(Records from a dataset)
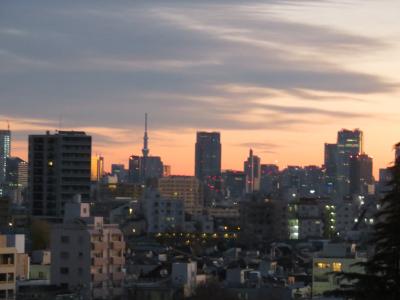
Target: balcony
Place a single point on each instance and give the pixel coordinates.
(97, 277)
(7, 268)
(116, 260)
(98, 261)
(118, 276)
(118, 245)
(99, 246)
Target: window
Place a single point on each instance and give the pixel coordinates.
(64, 270)
(64, 239)
(337, 267)
(322, 265)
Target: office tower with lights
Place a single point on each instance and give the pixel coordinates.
(234, 183)
(207, 155)
(361, 178)
(59, 169)
(186, 188)
(269, 178)
(119, 171)
(16, 179)
(349, 143)
(5, 149)
(252, 169)
(330, 166)
(97, 168)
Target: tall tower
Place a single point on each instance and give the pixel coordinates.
(145, 149)
(207, 155)
(5, 149)
(349, 143)
(252, 170)
(59, 168)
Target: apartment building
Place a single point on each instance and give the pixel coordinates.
(87, 254)
(14, 264)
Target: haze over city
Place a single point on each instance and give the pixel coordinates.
(281, 77)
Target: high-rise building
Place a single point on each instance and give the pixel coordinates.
(17, 172)
(207, 155)
(16, 179)
(234, 183)
(152, 167)
(397, 152)
(349, 143)
(5, 149)
(167, 171)
(189, 189)
(361, 178)
(59, 169)
(163, 214)
(269, 178)
(252, 169)
(97, 168)
(134, 169)
(87, 254)
(14, 264)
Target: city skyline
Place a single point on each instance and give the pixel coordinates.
(281, 77)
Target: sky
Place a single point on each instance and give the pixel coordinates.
(279, 76)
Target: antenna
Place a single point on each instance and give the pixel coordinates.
(145, 149)
(60, 122)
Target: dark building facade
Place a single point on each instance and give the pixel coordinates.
(269, 182)
(234, 183)
(59, 169)
(360, 174)
(207, 155)
(349, 143)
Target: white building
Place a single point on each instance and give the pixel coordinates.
(14, 264)
(87, 255)
(334, 258)
(184, 275)
(163, 215)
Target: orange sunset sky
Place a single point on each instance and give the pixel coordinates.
(281, 77)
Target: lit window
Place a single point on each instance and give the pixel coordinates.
(323, 265)
(337, 267)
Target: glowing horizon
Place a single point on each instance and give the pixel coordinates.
(281, 76)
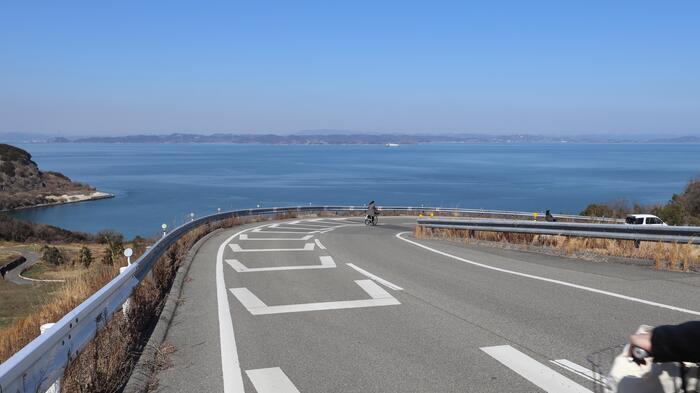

*Exercise goal:* When pictures appear among the entries, skip them and copy all remaining text precisely.

*Response below:*
Target: balcony
Place a single point on each instance and give the pixel coordinates.
(97, 277)
(7, 268)
(116, 260)
(98, 261)
(118, 276)
(118, 245)
(99, 246)
Target: window
Place a single point on each instance and give the pixel coordinates.
(64, 270)
(64, 239)
(337, 267)
(322, 265)
Target: office tower with lights
Place a single point on each instance and give the pixel coordinates.
(234, 183)
(207, 155)
(361, 178)
(59, 169)
(186, 188)
(269, 178)
(119, 171)
(16, 179)
(349, 143)
(5, 149)
(252, 169)
(330, 166)
(97, 168)
Target: tall tower
Place a single point on each instance and give the pixel coordinates.
(145, 149)
(207, 155)
(5, 149)
(349, 143)
(252, 170)
(59, 168)
Target: apartment building
Place a single point on each instance and give the pixel coordinates.
(87, 254)
(14, 264)
Target: haze over city
Place a single point on each instance and give the pixel coordinates.
(281, 77)
Target: high-rise building
Place a single point on each instance and give the pixel coordinates.
(17, 172)
(207, 155)
(16, 179)
(234, 183)
(152, 167)
(397, 152)
(349, 143)
(5, 149)
(167, 171)
(189, 189)
(361, 178)
(59, 169)
(163, 214)
(269, 178)
(252, 169)
(97, 168)
(134, 169)
(87, 254)
(14, 264)
Target: city skyline
Place a single point on each instance and give the pixel coordinates.
(281, 77)
Target: sky
Place a single point on each instance and give the pixel coordinates.
(279, 76)
Target: antenna
Place a single point on each instance and give the pixel coordinates.
(145, 149)
(60, 122)
Target: dark building facade
Place a single point on each instance and give the pixel coordinates.
(269, 182)
(234, 183)
(59, 169)
(360, 174)
(207, 155)
(349, 143)
Target: white building
Place a single point on each instance and give the pixel coordinates.
(14, 264)
(87, 255)
(334, 258)
(184, 275)
(163, 215)
Target: orange sunset sky
Place a single point on each instance and give the pixel coordinates.
(281, 77)
Target: lit window
Place a single point on each instance and give the pixel coordinates.
(323, 265)
(337, 267)
Target: glowing horizon
Place a single point on each instance and give the pixel coordinates.
(281, 76)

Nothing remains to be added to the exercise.